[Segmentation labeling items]
____________

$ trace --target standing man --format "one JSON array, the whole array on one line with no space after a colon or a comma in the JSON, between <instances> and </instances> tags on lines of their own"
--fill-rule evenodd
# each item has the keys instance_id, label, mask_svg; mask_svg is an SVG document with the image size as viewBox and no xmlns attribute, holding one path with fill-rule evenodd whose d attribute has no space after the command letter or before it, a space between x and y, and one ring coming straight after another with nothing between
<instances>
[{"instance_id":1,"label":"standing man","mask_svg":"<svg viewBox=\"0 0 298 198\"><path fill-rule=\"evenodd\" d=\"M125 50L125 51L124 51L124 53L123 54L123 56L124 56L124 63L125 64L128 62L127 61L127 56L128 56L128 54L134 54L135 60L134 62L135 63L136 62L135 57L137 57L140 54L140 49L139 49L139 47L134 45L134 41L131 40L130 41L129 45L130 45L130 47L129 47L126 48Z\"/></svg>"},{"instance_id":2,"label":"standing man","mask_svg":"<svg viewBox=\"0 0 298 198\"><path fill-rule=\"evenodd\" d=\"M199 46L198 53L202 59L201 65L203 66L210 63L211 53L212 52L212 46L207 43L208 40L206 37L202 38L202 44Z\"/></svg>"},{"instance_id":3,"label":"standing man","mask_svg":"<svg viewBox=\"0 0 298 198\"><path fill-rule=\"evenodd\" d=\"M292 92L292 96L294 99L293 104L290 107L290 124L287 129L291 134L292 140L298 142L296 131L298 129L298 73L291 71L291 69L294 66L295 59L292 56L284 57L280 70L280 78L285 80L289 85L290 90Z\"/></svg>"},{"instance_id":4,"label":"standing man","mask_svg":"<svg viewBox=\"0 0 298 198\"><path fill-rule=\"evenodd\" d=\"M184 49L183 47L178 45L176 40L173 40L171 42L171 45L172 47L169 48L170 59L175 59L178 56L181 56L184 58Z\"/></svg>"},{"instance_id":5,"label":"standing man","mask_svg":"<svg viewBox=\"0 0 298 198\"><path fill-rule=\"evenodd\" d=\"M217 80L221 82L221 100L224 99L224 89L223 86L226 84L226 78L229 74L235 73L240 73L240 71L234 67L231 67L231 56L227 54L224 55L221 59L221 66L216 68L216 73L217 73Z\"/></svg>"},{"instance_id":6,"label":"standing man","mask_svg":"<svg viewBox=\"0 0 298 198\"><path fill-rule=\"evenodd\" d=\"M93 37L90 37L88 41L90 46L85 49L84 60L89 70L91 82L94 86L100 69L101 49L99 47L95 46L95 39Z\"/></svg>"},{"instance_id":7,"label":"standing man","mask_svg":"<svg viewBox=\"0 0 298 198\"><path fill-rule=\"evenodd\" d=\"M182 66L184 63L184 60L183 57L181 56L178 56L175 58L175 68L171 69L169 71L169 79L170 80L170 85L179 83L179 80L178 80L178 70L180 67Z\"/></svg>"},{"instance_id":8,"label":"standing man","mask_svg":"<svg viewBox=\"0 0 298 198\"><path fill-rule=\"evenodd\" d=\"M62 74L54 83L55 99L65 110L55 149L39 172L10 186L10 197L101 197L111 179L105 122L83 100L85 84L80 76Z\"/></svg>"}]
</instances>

____________

--- Direction ---
Write out every one of the rows above again, character for character and line for line, with no alterations.

--- Answer for this exercise ---
$ trace --target standing man --format "one JSON array, the whole array on one line with no space after a colon or a comma in the JSON, between <instances> and </instances> tags on lines of their own"
--fill-rule evenodd
# each item has the keys instance_id, label, mask_svg; mask_svg is an SVG document with the image size as viewBox and no xmlns attribute, holding one path with fill-rule evenodd whose d attribute has no space after the command letter or before it, a space between x and y, and one ring coming straight after another with nothing between
<instances>
[{"instance_id":1,"label":"standing man","mask_svg":"<svg viewBox=\"0 0 298 198\"><path fill-rule=\"evenodd\" d=\"M125 50L125 51L124 51L124 53L123 54L123 56L124 56L124 63L125 64L128 62L127 61L127 56L128 56L128 54L134 54L135 60L134 62L135 63L136 62L135 57L137 57L140 54L140 49L139 49L139 47L134 45L134 41L131 40L130 41L129 45L130 45L130 47L129 47L126 48Z\"/></svg>"},{"instance_id":2,"label":"standing man","mask_svg":"<svg viewBox=\"0 0 298 198\"><path fill-rule=\"evenodd\" d=\"M199 46L198 53L202 59L201 65L203 66L210 63L211 53L212 52L212 46L207 43L208 40L206 37L202 38L202 44Z\"/></svg>"},{"instance_id":3,"label":"standing man","mask_svg":"<svg viewBox=\"0 0 298 198\"><path fill-rule=\"evenodd\" d=\"M292 92L292 96L294 99L293 104L290 107L290 124L287 129L291 134L292 140L298 142L296 131L298 129L298 73L291 71L291 69L294 66L295 59L292 56L284 57L280 70L280 78L285 80L289 85L290 90Z\"/></svg>"},{"instance_id":4,"label":"standing man","mask_svg":"<svg viewBox=\"0 0 298 198\"><path fill-rule=\"evenodd\" d=\"M184 49L183 47L178 45L176 40L173 40L171 42L171 45L172 47L169 48L170 59L175 59L178 56L181 56L184 58Z\"/></svg>"},{"instance_id":5,"label":"standing man","mask_svg":"<svg viewBox=\"0 0 298 198\"><path fill-rule=\"evenodd\" d=\"M217 80L221 82L221 100L224 99L224 89L223 86L226 84L226 78L229 74L235 73L240 73L240 71L234 67L231 67L231 56L227 54L224 55L221 59L221 66L216 68L216 73L217 73Z\"/></svg>"},{"instance_id":6,"label":"standing man","mask_svg":"<svg viewBox=\"0 0 298 198\"><path fill-rule=\"evenodd\" d=\"M93 37L90 37L88 41L90 46L85 49L84 60L89 70L91 82L94 86L100 69L101 49L99 47L95 46L95 39Z\"/></svg>"},{"instance_id":7,"label":"standing man","mask_svg":"<svg viewBox=\"0 0 298 198\"><path fill-rule=\"evenodd\" d=\"M182 66L184 63L184 60L183 57L181 56L178 56L175 58L175 68L171 69L169 71L169 79L170 80L170 85L179 83L179 80L178 80L178 70L180 67Z\"/></svg>"},{"instance_id":8,"label":"standing man","mask_svg":"<svg viewBox=\"0 0 298 198\"><path fill-rule=\"evenodd\" d=\"M62 74L54 83L55 99L65 110L55 149L39 172L10 186L10 197L101 197L111 179L105 122L83 100L85 84L80 76Z\"/></svg>"}]
</instances>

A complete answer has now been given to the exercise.